Output the lines of the rows below as a Markdown table with the columns "No." and "Line", numbering each line and omitting blank lines. Begin at the line that contains "Target: fingernail" and stop after the line that contains "xmin=0 ymin=170 xmax=172 ymax=294".

**Records**
★ ★ ★ ★ ★
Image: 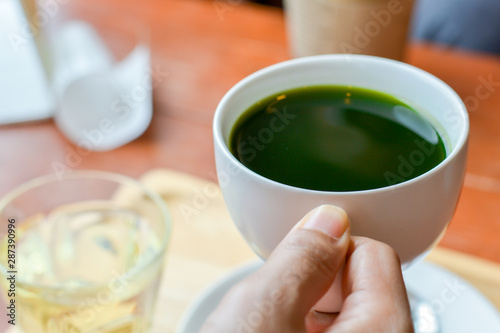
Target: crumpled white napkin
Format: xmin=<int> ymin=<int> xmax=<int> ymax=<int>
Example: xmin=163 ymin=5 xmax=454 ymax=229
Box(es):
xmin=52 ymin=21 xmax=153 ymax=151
★ ★ ★ ★ ★
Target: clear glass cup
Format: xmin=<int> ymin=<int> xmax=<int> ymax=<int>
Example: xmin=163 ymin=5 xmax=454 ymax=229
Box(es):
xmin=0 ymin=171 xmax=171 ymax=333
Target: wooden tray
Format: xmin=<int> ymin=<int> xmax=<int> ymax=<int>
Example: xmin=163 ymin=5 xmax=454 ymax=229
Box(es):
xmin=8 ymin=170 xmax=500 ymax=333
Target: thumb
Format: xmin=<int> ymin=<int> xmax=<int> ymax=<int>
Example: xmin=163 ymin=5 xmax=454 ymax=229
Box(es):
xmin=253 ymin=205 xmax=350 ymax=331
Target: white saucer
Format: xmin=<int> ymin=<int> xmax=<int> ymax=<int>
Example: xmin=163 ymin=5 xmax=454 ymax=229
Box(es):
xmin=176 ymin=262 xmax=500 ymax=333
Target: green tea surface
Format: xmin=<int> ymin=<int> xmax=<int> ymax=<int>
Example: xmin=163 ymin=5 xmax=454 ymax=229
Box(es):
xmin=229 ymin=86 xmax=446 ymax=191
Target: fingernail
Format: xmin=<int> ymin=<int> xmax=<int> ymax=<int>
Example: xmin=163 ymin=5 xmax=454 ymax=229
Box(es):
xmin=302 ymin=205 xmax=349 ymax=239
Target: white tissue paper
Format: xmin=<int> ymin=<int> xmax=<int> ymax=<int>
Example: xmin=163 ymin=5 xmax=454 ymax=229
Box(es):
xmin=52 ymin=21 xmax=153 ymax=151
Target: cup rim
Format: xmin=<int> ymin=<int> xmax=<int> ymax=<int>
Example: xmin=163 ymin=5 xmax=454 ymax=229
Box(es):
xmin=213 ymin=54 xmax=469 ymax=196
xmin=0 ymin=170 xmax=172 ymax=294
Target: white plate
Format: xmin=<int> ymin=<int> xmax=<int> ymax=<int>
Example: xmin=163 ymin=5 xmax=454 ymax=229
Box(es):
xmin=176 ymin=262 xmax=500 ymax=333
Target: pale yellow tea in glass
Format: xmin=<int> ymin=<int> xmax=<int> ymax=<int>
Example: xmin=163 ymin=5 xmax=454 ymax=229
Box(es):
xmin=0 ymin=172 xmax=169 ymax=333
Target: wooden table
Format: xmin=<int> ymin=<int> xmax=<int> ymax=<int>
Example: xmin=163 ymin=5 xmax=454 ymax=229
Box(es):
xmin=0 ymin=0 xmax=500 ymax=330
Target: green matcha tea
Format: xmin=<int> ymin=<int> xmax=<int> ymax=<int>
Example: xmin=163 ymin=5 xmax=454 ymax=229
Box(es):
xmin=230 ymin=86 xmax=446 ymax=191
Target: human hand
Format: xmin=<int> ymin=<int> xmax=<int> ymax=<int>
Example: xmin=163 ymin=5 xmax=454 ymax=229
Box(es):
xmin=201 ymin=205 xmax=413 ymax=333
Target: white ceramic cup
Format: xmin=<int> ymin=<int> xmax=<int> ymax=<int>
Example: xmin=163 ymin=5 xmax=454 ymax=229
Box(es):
★ ★ ★ ★ ★
**Reply**
| No. | Line |
|---|---|
| 1 | Target: fingernail |
| 2 | Format: xmin=<int> ymin=<int> xmax=<int> ymax=<int> |
| 3 | Example: xmin=163 ymin=5 xmax=454 ymax=229 |
| 4 | Box(es): |
| 5 | xmin=302 ymin=205 xmax=349 ymax=239 |
| 6 | Target: white tissue paper |
| 7 | Format: xmin=<int> ymin=<int> xmax=<int> ymax=<int> |
| 8 | Example: xmin=163 ymin=5 xmax=454 ymax=229 |
| 9 | Box(es): |
| 10 | xmin=52 ymin=21 xmax=153 ymax=151 |
| 11 | Target: cup rim |
| 12 | Format: xmin=<int> ymin=<int> xmax=<int> ymax=<int> |
| 13 | Example: xmin=163 ymin=5 xmax=454 ymax=229 |
| 14 | Box(es): |
| 15 | xmin=213 ymin=54 xmax=469 ymax=196 |
| 16 | xmin=0 ymin=170 xmax=172 ymax=294 |